Report every line in the listing below that contains the string "fork", matching case exactly.

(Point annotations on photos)
+ + + +
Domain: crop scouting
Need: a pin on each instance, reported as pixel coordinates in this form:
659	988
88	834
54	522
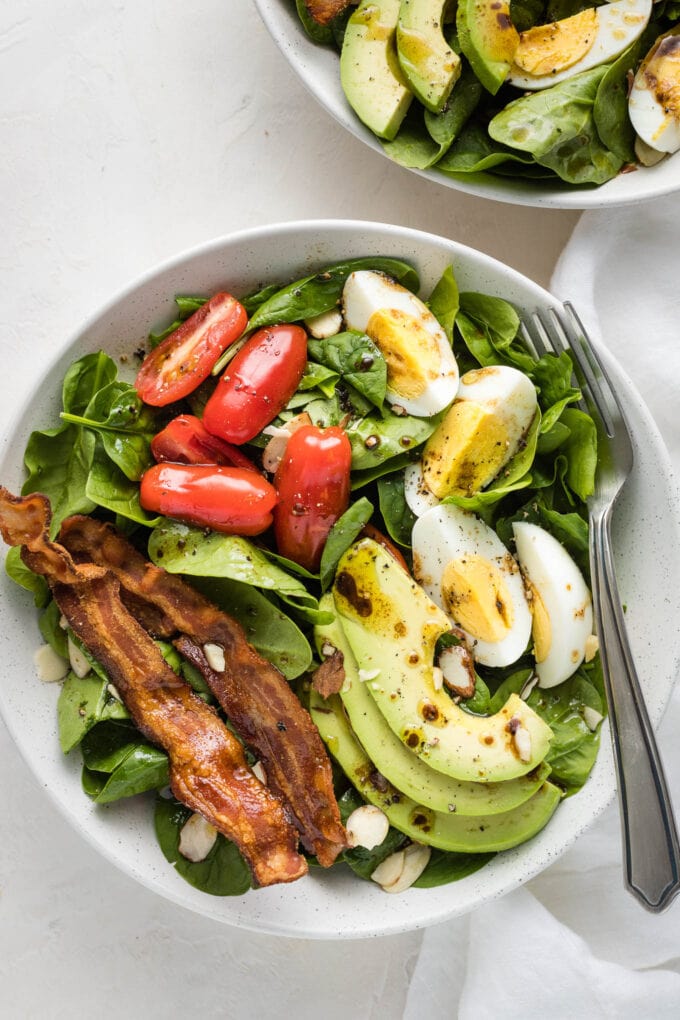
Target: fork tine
537	339
591	368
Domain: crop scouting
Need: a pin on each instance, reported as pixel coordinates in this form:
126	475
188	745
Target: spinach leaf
341	537
473	151
52	631
185	550
108	487
223	872
84	378
119	763
375	440
445	866
558	128
396	512
611	107
318	377
443	128
413	146
271	631
58	462
16	569
321	292
357	360
124	424
580	449
370	474
443	302
83	703
186	307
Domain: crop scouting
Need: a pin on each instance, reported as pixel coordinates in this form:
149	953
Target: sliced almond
197	837
367	826
215	656
416	858
79	662
49	666
389	870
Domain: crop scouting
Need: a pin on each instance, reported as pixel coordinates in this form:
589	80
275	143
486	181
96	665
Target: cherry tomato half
257	384
184	359
313	486
186	441
227	499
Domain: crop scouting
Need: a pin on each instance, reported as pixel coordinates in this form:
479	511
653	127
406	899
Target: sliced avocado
372	80
410	774
430	65
391	626
477	834
488	39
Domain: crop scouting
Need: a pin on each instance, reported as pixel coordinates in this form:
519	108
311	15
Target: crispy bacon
208	768
323	11
255	696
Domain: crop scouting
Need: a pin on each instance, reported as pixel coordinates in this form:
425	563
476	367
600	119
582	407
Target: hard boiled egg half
550	53
560	603
480	434
654	104
466	569
422	373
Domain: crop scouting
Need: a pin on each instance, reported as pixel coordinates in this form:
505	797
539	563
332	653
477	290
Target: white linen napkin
573	942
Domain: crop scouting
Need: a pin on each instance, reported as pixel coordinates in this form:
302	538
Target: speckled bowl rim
317	67
329	905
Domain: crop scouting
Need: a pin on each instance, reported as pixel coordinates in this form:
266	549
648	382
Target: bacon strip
208	768
255	696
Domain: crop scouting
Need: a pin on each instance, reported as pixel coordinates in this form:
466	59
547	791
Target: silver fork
651	850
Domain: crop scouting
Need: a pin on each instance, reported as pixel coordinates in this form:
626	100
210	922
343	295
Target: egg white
447	532
656	119
366	292
618	26
551	570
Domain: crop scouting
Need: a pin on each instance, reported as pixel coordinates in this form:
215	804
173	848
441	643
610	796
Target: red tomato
226	499
186	441
369	531
257	384
185	359
313	486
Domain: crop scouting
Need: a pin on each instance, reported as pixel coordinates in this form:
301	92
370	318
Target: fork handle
651	850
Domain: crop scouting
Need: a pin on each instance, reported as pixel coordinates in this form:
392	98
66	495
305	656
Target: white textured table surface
128	132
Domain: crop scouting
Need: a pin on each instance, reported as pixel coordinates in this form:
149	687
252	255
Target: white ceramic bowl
318	68
329	905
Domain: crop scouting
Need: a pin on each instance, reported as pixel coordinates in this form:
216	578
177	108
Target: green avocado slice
471	834
370	74
400	766
426	58
391	626
488	39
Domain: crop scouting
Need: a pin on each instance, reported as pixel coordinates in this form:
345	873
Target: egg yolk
475	596
546	49
411	353
494	29
465	452
540	626
661	73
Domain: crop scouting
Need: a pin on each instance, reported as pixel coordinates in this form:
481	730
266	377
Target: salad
565	90
331	522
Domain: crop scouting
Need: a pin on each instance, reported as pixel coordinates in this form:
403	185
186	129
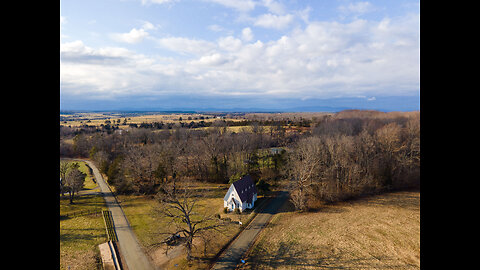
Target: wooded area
327	157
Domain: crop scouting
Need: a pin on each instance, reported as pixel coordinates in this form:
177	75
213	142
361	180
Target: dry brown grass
380	232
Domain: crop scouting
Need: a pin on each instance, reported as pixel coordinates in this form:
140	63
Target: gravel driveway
233	254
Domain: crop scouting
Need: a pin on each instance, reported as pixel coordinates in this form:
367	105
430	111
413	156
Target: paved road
231	257
128	244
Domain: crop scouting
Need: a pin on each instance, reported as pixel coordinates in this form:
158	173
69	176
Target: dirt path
129	246
233	254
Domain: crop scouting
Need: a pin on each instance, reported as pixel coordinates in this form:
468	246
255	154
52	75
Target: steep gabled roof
245	188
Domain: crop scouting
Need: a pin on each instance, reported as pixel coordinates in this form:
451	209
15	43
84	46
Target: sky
270	55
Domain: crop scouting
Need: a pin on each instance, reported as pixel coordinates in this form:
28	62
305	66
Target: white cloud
244	5
273	21
274	6
135	35
185	45
146	2
247	34
215	28
358	8
321	60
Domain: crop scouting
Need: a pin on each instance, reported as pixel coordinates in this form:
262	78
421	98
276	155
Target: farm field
380	232
97	119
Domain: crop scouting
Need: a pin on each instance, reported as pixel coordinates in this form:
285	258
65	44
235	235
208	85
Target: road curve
233	254
130	248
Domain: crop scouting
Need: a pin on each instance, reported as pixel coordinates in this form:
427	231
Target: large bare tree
178	202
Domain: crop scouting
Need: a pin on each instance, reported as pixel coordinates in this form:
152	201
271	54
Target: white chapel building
242	194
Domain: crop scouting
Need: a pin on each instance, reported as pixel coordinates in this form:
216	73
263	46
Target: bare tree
64	166
74	181
178	202
304	164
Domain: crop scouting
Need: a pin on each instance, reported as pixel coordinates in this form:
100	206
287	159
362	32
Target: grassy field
96	119
147	224
80	235
381	232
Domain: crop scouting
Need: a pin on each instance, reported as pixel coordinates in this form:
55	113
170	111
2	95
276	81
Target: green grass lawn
148	225
81	235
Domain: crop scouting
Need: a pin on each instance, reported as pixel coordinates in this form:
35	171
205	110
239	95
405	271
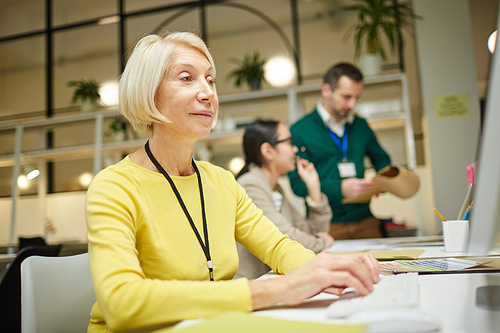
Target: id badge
347	170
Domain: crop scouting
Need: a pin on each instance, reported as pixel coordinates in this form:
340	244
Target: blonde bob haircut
144	72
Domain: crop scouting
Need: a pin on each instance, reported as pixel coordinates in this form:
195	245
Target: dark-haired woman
270	153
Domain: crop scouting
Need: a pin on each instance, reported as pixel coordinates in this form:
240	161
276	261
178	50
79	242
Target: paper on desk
247	323
407	254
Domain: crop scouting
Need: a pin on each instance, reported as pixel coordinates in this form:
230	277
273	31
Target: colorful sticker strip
432	265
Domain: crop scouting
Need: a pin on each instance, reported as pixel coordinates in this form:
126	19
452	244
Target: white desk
450	297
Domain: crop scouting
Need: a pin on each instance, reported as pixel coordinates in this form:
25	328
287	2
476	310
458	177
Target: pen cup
456	235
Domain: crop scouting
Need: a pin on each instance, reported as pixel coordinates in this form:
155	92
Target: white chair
56	294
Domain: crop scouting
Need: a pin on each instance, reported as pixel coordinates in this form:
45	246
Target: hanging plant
250	70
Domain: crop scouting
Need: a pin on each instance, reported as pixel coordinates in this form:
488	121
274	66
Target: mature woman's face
284	156
187	95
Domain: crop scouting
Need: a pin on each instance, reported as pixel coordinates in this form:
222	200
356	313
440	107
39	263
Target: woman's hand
325	273
327	237
307	172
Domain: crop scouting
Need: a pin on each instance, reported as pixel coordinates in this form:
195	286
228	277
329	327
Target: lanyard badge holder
346	169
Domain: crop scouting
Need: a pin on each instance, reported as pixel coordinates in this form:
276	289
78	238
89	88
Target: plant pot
255	85
88	105
371	64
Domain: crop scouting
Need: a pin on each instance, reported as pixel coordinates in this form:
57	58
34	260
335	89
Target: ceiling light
109	20
109	93
22	182
85	178
31	173
279	71
236	164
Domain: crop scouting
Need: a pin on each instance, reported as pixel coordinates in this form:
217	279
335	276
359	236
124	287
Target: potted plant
377	18
250	70
86	92
118	129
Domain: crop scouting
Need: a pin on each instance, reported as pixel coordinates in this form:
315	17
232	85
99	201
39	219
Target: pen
467	212
439	214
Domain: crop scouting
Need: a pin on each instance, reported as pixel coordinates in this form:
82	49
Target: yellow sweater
147	266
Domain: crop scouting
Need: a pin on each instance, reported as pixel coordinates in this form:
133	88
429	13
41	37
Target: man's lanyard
204	246
342	146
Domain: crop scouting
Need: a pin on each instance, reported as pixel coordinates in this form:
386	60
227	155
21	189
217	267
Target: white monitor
485	217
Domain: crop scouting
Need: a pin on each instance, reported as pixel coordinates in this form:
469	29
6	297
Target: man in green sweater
337	142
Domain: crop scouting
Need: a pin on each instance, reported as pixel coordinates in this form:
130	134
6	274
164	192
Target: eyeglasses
289	140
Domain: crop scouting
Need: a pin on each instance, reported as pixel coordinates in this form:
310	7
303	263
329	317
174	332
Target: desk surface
450	297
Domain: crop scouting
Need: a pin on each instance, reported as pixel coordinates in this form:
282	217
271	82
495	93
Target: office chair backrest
30	241
57	294
10	287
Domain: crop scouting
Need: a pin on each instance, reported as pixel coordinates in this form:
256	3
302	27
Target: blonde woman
162	228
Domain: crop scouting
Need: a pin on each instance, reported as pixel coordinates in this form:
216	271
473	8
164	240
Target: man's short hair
333	75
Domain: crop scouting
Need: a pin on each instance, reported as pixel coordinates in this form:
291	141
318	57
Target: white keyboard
400	290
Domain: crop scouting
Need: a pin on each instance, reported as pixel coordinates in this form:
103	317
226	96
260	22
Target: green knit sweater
311	136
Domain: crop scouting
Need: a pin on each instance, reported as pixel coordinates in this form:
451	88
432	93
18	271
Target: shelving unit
285	104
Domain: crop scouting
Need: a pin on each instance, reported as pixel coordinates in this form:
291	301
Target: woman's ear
267	151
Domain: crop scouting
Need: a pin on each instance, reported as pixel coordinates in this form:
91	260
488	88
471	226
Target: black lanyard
204	246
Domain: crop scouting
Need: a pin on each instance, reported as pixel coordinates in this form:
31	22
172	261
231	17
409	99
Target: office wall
66	211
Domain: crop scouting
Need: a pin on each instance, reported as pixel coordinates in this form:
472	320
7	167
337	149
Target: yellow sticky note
449	106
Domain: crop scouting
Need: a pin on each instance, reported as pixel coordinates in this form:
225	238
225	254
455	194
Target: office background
447	56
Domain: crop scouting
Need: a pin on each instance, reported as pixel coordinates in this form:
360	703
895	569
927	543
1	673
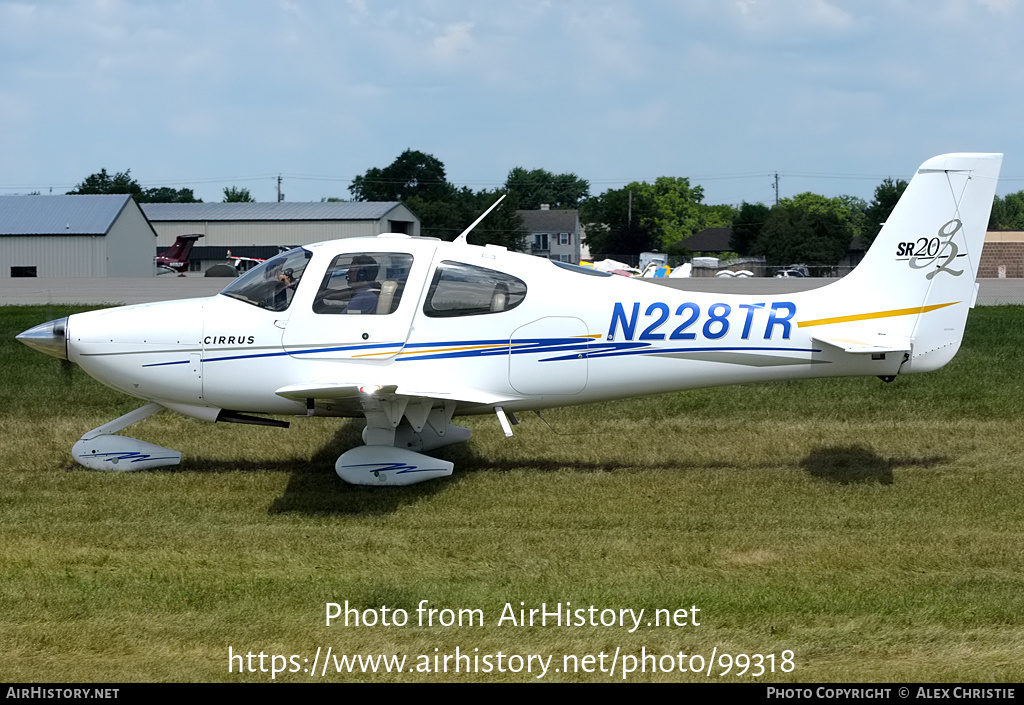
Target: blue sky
833	95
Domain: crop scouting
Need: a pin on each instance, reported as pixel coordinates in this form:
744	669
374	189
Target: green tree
122	182
807	227
1008	212
101	182
886	196
418	180
662	213
747	226
413	173
237	195
528	190
168	195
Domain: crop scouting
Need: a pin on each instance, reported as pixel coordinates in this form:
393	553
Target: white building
75	236
257	230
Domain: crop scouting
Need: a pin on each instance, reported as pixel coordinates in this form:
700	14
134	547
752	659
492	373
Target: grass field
872	530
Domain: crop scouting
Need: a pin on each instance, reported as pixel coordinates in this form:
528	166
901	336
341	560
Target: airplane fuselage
574	337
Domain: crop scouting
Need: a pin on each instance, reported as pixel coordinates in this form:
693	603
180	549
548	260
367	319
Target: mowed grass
873	530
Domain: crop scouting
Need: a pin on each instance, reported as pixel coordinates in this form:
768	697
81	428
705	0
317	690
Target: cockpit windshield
272	284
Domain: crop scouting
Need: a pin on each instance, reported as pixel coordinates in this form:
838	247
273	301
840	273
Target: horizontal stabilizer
868	344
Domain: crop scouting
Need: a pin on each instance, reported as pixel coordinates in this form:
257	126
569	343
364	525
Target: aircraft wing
868	343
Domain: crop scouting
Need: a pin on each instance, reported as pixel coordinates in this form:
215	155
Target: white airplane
411	332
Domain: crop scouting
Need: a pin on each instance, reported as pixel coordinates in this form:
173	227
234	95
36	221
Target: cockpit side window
272	284
460	289
366	283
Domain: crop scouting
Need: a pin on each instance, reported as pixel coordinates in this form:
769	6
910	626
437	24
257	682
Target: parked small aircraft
410	332
175	258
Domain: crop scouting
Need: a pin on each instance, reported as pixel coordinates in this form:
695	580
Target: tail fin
179	251
918	281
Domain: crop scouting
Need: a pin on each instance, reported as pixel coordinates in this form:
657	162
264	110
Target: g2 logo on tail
924	251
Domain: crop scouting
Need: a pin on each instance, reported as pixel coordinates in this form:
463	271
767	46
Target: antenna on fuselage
462	237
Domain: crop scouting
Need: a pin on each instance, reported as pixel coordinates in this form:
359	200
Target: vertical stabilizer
919	277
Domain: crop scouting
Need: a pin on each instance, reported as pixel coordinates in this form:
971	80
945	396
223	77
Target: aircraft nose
49	337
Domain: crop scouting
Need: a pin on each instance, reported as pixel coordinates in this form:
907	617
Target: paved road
114	291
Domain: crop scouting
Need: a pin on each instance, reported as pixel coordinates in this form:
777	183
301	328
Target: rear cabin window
460	289
364	283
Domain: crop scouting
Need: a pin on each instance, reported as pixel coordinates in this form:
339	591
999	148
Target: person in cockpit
363	279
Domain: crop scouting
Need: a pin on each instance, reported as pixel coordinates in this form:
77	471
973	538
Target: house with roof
75	236
553	234
260	230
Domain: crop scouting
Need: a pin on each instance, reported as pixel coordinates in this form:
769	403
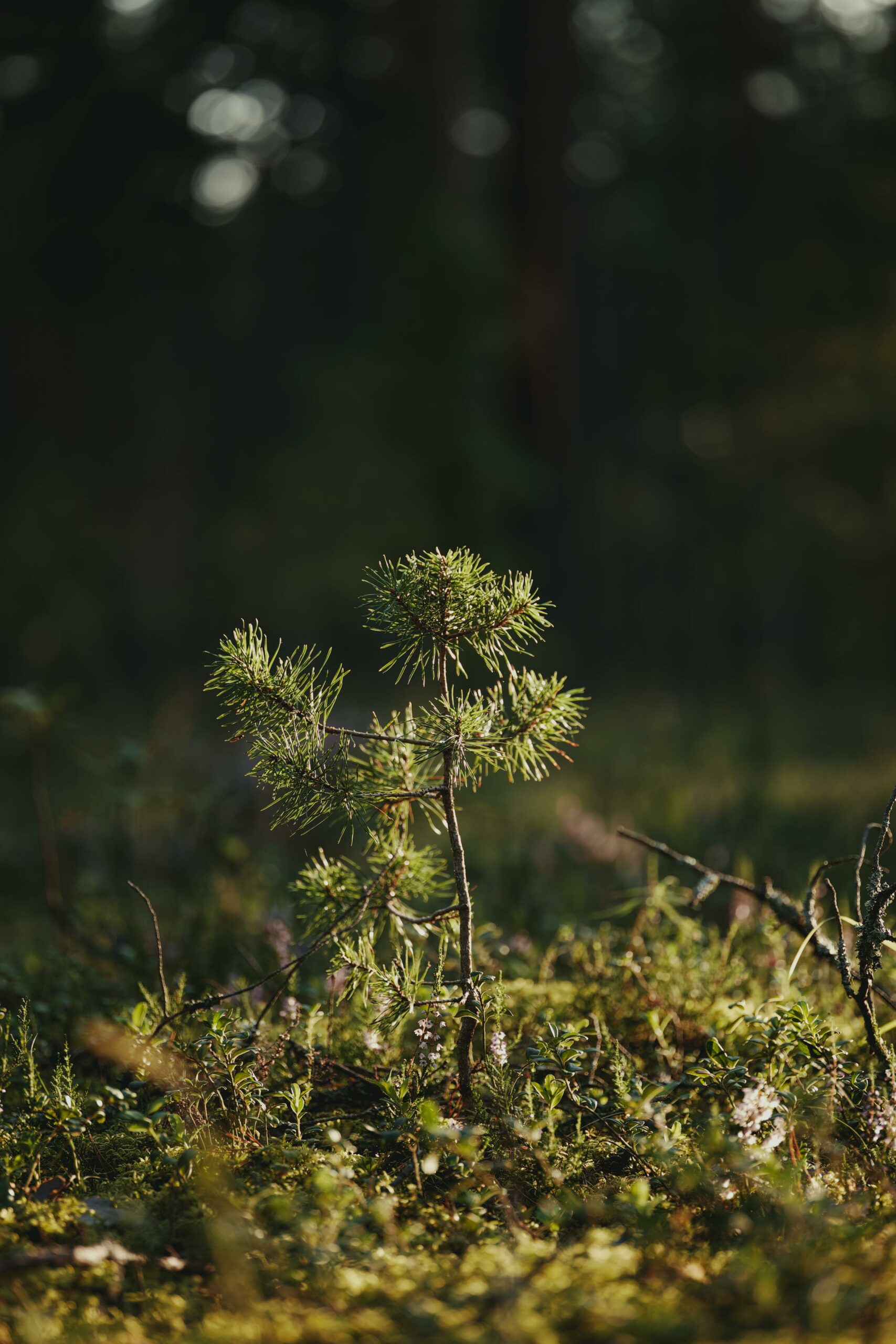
+ + + +
-- Answer --
Target: fork tine
Target: silver fork
Target: fork handle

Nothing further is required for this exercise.